◆ **AIM OF THE EXERCISE**
Output the data exactly, with every line intact.

◆ **Collected data entries**

§ §

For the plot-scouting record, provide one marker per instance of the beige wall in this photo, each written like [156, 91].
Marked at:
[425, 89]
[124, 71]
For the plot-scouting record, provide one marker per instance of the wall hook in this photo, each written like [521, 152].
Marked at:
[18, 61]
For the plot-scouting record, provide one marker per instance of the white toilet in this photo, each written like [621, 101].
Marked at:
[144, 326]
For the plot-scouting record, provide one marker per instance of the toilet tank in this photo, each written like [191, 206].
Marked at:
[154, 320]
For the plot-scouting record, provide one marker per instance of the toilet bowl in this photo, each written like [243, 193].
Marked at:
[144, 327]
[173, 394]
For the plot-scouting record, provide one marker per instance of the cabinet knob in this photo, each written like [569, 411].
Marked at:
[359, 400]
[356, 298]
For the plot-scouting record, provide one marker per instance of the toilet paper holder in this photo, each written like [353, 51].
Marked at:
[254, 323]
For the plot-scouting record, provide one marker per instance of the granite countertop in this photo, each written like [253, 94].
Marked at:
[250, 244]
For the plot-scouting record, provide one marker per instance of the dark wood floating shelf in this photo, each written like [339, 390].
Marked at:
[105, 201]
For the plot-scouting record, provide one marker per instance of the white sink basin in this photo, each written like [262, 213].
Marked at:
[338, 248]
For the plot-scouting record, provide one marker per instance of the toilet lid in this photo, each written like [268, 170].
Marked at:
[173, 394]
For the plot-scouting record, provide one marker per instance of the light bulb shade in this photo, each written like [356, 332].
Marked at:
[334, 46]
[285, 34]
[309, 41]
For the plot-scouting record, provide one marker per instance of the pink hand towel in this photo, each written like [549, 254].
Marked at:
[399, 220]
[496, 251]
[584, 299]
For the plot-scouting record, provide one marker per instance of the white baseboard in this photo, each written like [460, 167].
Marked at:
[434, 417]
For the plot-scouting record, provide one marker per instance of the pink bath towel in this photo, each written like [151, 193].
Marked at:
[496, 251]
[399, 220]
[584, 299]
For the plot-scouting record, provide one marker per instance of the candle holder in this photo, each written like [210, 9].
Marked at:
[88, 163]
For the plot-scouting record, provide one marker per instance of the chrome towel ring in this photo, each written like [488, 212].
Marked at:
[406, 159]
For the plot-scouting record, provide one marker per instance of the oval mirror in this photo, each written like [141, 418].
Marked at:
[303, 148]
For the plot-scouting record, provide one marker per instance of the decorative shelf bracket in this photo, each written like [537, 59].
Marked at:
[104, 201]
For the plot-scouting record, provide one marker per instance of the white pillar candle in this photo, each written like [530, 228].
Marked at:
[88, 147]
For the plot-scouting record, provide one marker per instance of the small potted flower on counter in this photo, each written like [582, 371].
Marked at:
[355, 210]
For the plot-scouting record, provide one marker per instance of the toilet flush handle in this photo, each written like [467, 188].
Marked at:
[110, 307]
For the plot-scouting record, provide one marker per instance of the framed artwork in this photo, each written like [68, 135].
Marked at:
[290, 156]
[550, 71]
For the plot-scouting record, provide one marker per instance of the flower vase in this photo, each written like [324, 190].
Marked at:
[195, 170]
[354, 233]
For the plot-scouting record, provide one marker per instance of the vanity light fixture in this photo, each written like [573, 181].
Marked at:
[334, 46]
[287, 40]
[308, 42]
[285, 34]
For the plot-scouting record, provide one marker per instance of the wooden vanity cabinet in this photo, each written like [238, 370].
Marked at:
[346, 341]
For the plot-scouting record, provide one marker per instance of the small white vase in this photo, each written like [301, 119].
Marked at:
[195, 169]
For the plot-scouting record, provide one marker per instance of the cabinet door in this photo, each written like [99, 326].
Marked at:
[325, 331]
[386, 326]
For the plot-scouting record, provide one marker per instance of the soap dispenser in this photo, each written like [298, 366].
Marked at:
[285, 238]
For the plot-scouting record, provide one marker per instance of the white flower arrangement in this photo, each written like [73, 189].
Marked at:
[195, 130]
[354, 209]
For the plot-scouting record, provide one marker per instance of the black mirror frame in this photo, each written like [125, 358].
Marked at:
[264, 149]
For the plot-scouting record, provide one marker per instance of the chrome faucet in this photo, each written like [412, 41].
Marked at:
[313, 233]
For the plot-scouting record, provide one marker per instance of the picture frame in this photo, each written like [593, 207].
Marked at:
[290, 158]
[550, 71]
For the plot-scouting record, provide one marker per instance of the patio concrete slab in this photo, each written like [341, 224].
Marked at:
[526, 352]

§ §

◆ **TASK RESULT**
For the plot-scouting record, provide one marker per instance of the beige wall in this photo, each written like [156, 91].
Marked at:
[425, 89]
[124, 71]
For the plot-scouting record, provide one marker per instance of the wall hook in this photo, each written like [521, 152].
Marked at:
[18, 61]
For the plot-scouting record, provide one marker per instance of the white toilet in this photo, each written like [621, 101].
Marked at:
[144, 326]
For the plot-scouting record, provide one marker per instance of the toilet tank in this photo, each written like [191, 206].
Marked at:
[154, 320]
For the plot-scouting record, provide one marker per instance of the toilet bowl in this photo, each written like [243, 193].
Marked at:
[144, 327]
[173, 394]
For the plot-scouting record, provide one marker per instance of the cabinet knob in this photo, each written like [569, 411].
Marked at:
[359, 400]
[356, 298]
For the plot-scouting record, provide one marker per instance of the toilet paper holder in this photo, each written like [353, 51].
Marked at:
[254, 323]
For the plot-scouting record, provide one marker per instance of the granite countertop in this photo, each written like [253, 94].
Marked at:
[250, 244]
For the plot-scouting record, provide one marker per instance of the dark wood floating shelf in this photo, each written like [339, 390].
Marked at:
[105, 201]
For the plot-scouting record, provide one marker per instance of the white sink basin in this photo, each written like [262, 213].
Marked at:
[338, 248]
For the plot-scouting record, provide one marker per instance of the toilet lid in this photo, each written like [268, 170].
Marked at:
[173, 394]
For the plot-scouting record, provide one marker per instance of the light bulb shade in this photo, each written like [356, 332].
Marked at:
[334, 46]
[285, 34]
[309, 41]
For the plot-scouting record, provide one marker per instance of the pink hand towel in this photo, each written like [549, 254].
Marked at:
[399, 220]
[496, 251]
[584, 299]
For the plot-scouting record, provide one marker per instance of the white baseboard in this photo, each written like [460, 167].
Marked at:
[434, 417]
For the plot-scouting record, provide one marker per instance of the pink bath towel in this photo, each written like [151, 193].
Marked at:
[496, 251]
[399, 220]
[584, 299]
For the plot-scouting record, provide one marker per instance of the candle holder in this photo, each written like [210, 9].
Marked at:
[88, 163]
For the plot-scouting record, provide one marker per instance of the chrome towel ring in this photo, each written like [488, 212].
Marked at:
[406, 159]
For the plot-scouting record, provide one marker per instance of the oval mirror in this photo, each written like [141, 418].
Marked at:
[303, 148]
For the plot-scouting record, provide one marker per instance of the decorative shelf bracket in this photo, each written like [537, 59].
Marked at:
[104, 201]
For the plot-scouting record, provide one marker per instance of the white pillar candle in this photo, each written like [530, 228].
Marked at:
[88, 147]
For the plot-scouting record, provide one marker per instance of the small potted flower on counter in this photo, each written like [582, 371].
Marked at:
[355, 210]
For the plot-scouting record, provide one marker per instance of the toilet flush handle in this photo, each written like [467, 188].
Marked at:
[110, 307]
For the plot-scouting record, provide one marker per instance of the framed artwork in this photo, each written like [68, 135].
Marked at:
[290, 156]
[550, 71]
For the plot-scouting record, provide one marker per instance of the flower vase in this photo, each written like [324, 190].
Marked at:
[195, 170]
[354, 233]
For the plot-scouting record, provide one marker per instance of the vanity light fixture in this photo, each written like [573, 181].
Marked at:
[334, 46]
[287, 40]
[308, 42]
[285, 34]
For the plot-scouting record, provide one marker per instance of the wooden vanity cabinet in this photo, each written like [238, 370].
Marked at:
[346, 341]
For the plot-scouting record, provide one marker per instance of the small white vase in this photo, each written like [301, 119].
Marked at:
[195, 169]
For the plot-scouting record, provide one marker per instance of the cabinet door in this photo, each written like [99, 326].
Marked at:
[325, 331]
[386, 326]
For the plot-scouting record, provide one marker per instance of the soap dispenser in this photo, each written like [298, 366].
Marked at:
[285, 238]
For the plot-scouting record, provide one marker per instance of the white flower arrangement in this photo, each written like [73, 189].
Marked at:
[195, 130]
[354, 209]
For the plot-scouting record, provide one marker per instance of the black mirror frame in this photo, each written like [125, 358].
Marked at:
[264, 149]
For the plot-scouting record, provide one marker per instance of the chrome faucet in this photo, each written like [412, 41].
Marked at:
[313, 233]
For the plot-scouting record, provide one marker per instance of the picture frame in this photo, each written like [593, 207].
Marked at:
[290, 158]
[550, 71]
For the plot-scouting record, provide one marker per instance of the patio concrete slab in this photo, each written like [341, 224].
Marked at:
[526, 352]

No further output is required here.